# Prompt:
Write out each line of the records that has "target" in it.

# Supplied records:

+ + +

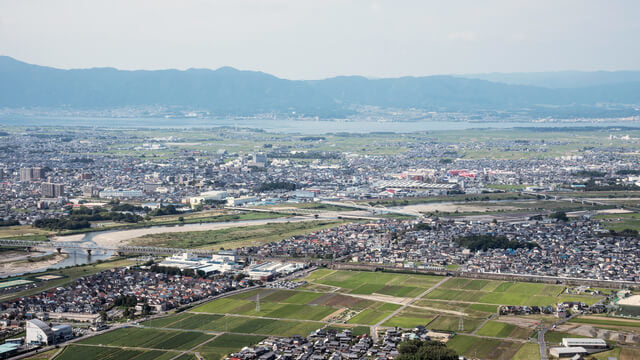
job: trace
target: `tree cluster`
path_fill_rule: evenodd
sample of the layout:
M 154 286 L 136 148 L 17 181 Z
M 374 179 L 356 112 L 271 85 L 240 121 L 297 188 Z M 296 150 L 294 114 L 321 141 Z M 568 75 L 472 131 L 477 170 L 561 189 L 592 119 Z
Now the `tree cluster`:
M 396 360 L 458 360 L 458 354 L 439 341 L 405 341 L 398 352 Z
M 288 181 L 276 181 L 276 182 L 262 183 L 262 185 L 260 185 L 260 187 L 258 188 L 258 191 L 260 192 L 273 191 L 273 190 L 292 191 L 295 189 L 296 189 L 295 183 L 288 182 Z
M 175 206 L 167 205 L 167 206 L 161 206 L 161 207 L 159 207 L 157 209 L 151 210 L 149 215 L 150 216 L 163 216 L 163 215 L 175 215 L 177 213 L 179 213 L 179 211 L 176 209 Z
M 20 221 L 15 220 L 15 219 L 0 220 L 0 227 L 2 227 L 2 226 L 14 226 L 14 225 L 20 225 Z
M 486 251 L 488 249 L 533 249 L 538 244 L 531 241 L 509 240 L 506 236 L 495 235 L 468 235 L 454 240 L 456 244 L 473 251 Z

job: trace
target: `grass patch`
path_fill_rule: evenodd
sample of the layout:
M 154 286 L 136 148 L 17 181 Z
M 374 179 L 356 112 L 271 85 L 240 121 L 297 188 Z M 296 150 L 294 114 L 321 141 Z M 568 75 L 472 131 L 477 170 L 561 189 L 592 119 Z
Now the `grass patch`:
M 513 360 L 540 360 L 540 347 L 538 344 L 524 344 L 513 356 Z
M 279 241 L 295 235 L 327 229 L 342 221 L 299 221 L 269 223 L 208 231 L 187 231 L 145 235 L 131 240 L 134 245 L 179 248 L 220 249 L 253 246 Z

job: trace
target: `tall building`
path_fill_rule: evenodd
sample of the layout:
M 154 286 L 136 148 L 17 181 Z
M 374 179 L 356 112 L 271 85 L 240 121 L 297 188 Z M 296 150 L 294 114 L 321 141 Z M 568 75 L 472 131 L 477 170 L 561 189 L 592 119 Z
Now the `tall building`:
M 267 166 L 267 155 L 265 153 L 253 154 L 253 160 L 249 161 L 247 165 L 265 167 Z
M 42 196 L 47 198 L 61 197 L 64 193 L 64 185 L 44 182 L 40 186 L 40 193 L 42 194 Z
M 43 177 L 44 177 L 44 170 L 42 168 L 34 167 L 34 168 L 20 169 L 20 181 L 40 180 Z
M 99 193 L 100 193 L 100 189 L 98 189 L 93 185 L 85 185 L 82 187 L 82 196 L 84 197 L 88 197 L 88 198 L 98 197 Z

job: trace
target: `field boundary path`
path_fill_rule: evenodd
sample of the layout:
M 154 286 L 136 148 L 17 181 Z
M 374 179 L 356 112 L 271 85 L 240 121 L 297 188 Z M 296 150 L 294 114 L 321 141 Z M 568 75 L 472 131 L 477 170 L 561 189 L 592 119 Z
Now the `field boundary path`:
M 191 348 L 191 349 L 189 349 L 189 350 L 185 350 L 185 351 L 183 351 L 183 352 L 179 353 L 178 355 L 176 355 L 176 356 L 172 357 L 172 358 L 171 358 L 171 359 L 169 359 L 169 360 L 176 360 L 176 359 L 180 358 L 182 355 L 185 355 L 185 354 L 196 354 L 196 353 L 197 353 L 197 352 L 196 352 L 196 349 L 197 349 L 197 348 L 199 348 L 200 346 L 202 346 L 202 345 L 204 345 L 204 344 L 207 344 L 207 343 L 209 343 L 209 342 L 211 342 L 211 341 L 215 340 L 215 339 L 216 339 L 216 338 L 218 338 L 218 336 L 220 336 L 220 335 L 222 335 L 222 334 L 217 334 L 216 336 L 212 336 L 210 339 L 208 339 L 208 340 L 205 340 L 205 341 L 201 342 L 200 344 L 198 344 L 198 345 L 196 345 L 196 346 L 192 347 L 192 348 Z
M 430 292 L 432 292 L 433 290 L 435 290 L 436 288 L 438 288 L 440 285 L 442 285 L 445 281 L 451 279 L 450 276 L 445 276 L 444 279 L 440 280 L 437 284 L 433 285 L 432 287 L 428 288 L 427 290 L 425 290 L 422 294 L 414 297 L 413 299 L 411 299 L 411 301 L 407 302 L 406 304 L 402 305 L 401 307 L 399 307 L 398 309 L 396 309 L 394 312 L 392 312 L 391 314 L 385 316 L 384 319 L 378 321 L 375 325 L 371 326 L 371 337 L 373 338 L 373 342 L 378 342 L 378 327 L 382 324 L 384 324 L 387 320 L 391 319 L 392 317 L 398 315 L 402 310 L 406 309 L 409 305 L 413 304 L 415 301 L 422 299 L 424 296 L 428 295 Z
M 478 330 L 480 330 L 483 326 L 487 325 L 487 323 L 488 323 L 491 319 L 493 319 L 493 317 L 494 317 L 494 316 L 495 316 L 495 314 L 491 314 L 491 315 L 489 315 L 489 317 L 488 317 L 488 318 L 484 319 L 484 321 L 483 321 L 480 325 L 478 325 L 478 327 L 477 327 L 475 330 L 473 330 L 473 331 L 471 332 L 471 335 L 476 336 L 476 333 L 478 332 Z

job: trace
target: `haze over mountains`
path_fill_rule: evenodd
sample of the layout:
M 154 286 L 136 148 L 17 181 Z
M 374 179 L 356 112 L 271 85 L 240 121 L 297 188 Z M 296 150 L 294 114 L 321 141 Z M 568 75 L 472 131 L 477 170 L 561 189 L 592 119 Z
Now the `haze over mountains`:
M 217 115 L 291 113 L 342 117 L 358 107 L 511 111 L 531 116 L 640 113 L 640 72 L 478 74 L 286 80 L 230 67 L 61 70 L 0 57 L 0 107 L 101 109 L 165 105 Z

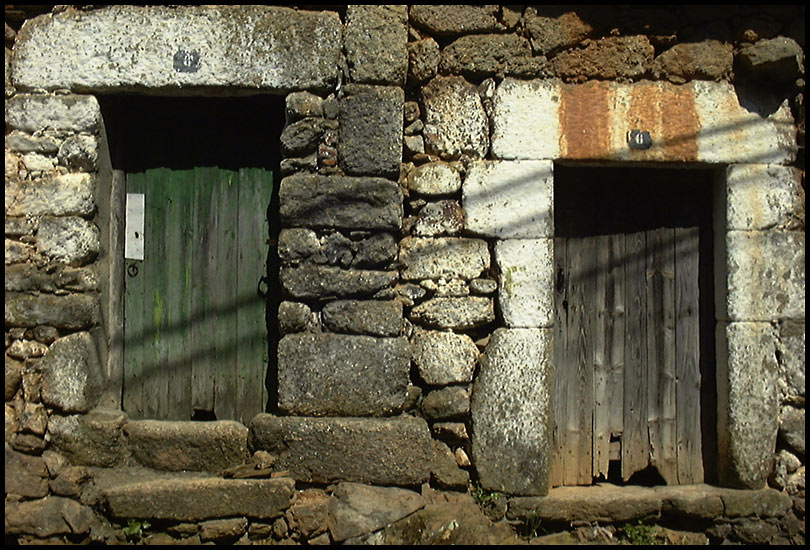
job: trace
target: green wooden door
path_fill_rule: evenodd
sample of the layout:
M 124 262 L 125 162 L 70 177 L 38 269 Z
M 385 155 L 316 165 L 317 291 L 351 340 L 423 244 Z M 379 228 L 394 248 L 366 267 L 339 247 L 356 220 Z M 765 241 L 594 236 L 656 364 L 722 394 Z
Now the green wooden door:
M 267 397 L 272 172 L 127 174 L 144 195 L 144 259 L 127 260 L 124 410 L 130 418 L 248 422 Z

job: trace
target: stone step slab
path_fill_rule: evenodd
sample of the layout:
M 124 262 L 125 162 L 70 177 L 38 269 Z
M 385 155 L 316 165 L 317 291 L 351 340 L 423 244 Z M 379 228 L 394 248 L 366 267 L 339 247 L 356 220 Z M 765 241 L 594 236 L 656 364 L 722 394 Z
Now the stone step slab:
M 231 420 L 130 421 L 124 433 L 133 458 L 155 470 L 220 472 L 248 459 L 248 430 Z
M 416 486 L 430 476 L 430 431 L 421 418 L 256 416 L 251 446 L 278 456 L 296 481 Z
M 113 517 L 203 521 L 228 517 L 272 519 L 290 507 L 295 482 L 274 479 L 168 478 L 129 483 L 104 492 Z

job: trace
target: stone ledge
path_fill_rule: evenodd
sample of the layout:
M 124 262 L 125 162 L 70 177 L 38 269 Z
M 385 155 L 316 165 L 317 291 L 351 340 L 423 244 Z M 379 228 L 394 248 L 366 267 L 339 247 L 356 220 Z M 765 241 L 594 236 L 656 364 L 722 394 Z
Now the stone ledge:
M 622 522 L 661 516 L 706 519 L 759 516 L 780 517 L 791 499 L 773 489 L 744 491 L 710 485 L 671 487 L 617 486 L 555 487 L 545 497 L 509 499 L 507 517 L 543 522 Z
M 125 483 L 103 491 L 112 516 L 201 521 L 244 516 L 271 519 L 292 504 L 290 478 L 221 479 L 173 476 Z

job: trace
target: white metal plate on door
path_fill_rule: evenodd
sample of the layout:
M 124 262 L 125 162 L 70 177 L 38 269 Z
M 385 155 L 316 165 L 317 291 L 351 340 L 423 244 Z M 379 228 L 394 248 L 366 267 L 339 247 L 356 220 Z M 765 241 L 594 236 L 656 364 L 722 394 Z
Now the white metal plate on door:
M 124 229 L 124 258 L 127 260 L 143 260 L 145 202 L 143 193 L 127 193 Z

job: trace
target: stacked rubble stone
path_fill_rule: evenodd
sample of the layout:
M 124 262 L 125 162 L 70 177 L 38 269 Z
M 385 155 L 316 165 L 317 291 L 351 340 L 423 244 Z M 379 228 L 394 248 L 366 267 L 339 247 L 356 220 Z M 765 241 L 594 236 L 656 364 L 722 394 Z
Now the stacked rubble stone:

+ + +

# Problem solution:
target: `tree cluster`
target: `grass patch`
target: `tall building`
target: `field boundary path`
target: `haze over mountains`
target: green wooden door
target: stone step slab
target: stone ledge
target: white metal plate on door
target: stacked rubble stone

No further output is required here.